(STATED EXERCISE) Beginning with the line containing "the turbine blade" and ending with the last line, repeat the records exactly.

::::::::::

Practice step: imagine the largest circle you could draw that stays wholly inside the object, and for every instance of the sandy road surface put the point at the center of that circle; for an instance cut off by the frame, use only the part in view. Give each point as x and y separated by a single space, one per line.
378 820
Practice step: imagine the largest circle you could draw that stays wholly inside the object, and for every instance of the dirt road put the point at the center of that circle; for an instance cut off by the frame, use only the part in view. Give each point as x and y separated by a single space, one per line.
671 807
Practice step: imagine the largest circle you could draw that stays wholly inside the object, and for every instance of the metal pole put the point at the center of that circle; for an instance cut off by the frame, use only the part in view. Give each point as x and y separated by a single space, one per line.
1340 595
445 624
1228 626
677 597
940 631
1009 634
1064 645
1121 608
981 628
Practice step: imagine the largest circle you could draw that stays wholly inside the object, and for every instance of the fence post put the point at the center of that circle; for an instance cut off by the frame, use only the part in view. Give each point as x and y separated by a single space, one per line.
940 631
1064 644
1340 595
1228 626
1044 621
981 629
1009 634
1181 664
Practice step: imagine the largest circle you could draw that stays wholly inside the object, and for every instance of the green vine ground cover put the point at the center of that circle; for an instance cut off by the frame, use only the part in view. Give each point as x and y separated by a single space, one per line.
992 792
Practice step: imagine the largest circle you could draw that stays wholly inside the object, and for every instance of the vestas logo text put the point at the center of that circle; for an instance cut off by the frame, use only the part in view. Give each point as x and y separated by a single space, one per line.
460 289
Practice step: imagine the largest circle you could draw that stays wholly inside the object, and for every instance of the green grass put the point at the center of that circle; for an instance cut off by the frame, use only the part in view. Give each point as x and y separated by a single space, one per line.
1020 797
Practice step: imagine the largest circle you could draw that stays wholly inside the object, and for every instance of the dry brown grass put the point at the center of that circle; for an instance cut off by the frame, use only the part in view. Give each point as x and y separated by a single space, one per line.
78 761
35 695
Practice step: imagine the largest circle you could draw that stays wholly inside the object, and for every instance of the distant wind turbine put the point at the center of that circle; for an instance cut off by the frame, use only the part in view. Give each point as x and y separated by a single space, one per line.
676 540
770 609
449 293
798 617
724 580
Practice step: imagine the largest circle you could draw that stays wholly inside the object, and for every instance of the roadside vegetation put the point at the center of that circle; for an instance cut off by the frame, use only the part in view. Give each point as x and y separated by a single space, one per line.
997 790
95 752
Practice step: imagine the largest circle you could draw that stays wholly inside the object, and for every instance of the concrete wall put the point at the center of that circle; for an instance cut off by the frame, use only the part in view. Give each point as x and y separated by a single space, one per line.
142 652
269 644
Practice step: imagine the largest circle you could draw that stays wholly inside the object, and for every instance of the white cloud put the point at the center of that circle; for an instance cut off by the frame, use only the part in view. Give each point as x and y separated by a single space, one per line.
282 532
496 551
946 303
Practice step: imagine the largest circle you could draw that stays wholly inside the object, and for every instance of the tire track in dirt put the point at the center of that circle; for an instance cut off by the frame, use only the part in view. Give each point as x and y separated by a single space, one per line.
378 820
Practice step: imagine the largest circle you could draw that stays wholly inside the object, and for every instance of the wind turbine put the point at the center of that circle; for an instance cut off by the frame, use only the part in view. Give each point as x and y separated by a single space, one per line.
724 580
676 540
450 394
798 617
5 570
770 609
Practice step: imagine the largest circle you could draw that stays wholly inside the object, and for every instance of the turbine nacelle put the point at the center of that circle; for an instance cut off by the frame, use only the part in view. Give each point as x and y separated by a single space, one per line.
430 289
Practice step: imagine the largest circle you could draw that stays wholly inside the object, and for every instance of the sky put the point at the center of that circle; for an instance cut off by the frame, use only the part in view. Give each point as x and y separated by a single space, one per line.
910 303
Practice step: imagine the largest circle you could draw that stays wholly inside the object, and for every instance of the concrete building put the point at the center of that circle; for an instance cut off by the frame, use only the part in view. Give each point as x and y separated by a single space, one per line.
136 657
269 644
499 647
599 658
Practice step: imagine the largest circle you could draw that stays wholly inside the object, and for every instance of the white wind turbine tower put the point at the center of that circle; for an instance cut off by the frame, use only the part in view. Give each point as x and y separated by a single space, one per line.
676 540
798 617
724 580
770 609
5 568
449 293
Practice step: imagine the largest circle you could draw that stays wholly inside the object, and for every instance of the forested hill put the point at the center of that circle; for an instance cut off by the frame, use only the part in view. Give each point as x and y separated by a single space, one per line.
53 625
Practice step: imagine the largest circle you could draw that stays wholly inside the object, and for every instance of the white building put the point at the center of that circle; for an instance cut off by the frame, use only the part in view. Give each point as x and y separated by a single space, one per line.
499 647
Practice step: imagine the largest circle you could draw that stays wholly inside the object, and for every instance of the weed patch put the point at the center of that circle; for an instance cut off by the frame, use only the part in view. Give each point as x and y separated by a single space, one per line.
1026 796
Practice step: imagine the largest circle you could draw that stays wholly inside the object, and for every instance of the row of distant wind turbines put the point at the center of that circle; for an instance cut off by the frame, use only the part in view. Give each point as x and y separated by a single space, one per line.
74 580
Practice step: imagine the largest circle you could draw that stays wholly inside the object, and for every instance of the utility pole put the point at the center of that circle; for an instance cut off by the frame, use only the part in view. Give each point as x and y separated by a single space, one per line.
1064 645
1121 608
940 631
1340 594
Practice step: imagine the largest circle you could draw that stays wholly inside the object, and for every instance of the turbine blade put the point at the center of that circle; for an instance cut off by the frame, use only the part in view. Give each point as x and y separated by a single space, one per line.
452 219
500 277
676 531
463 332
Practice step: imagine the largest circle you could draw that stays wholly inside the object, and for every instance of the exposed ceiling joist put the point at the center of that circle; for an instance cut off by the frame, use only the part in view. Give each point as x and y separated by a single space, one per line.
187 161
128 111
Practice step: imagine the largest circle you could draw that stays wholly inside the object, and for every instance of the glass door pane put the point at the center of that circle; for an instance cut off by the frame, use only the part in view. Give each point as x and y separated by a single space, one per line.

::::::::::

(FULL OUTPUT)
Practice step: imagine the largest circle you could draw that stays wholly inside the object, and for every instance of the turbine blade put the point at the center of that circle; for an instance cut off by the frame, use only the part in view. Give each point as x and y separated by a single space, one per line.
452 219
500 277
676 531
463 332
Practice step: imagine the largest circle you could draw that stays wholly inside the object, and for every instance of the exposed ceiling joist put the point at the center of that circle; for an instance cut off by the frame, use only the part in view. Give each point as x and y separated by a single space, one per line.
187 161
128 111
Practice step: imagine the largest circle you could draw that stays wholly inside the object, and for every instance of the glass door pane put the point at the center of that circle; for an instance cut off by the frame, use only the part in view. Give each point as x and y separated by a single space, one per line.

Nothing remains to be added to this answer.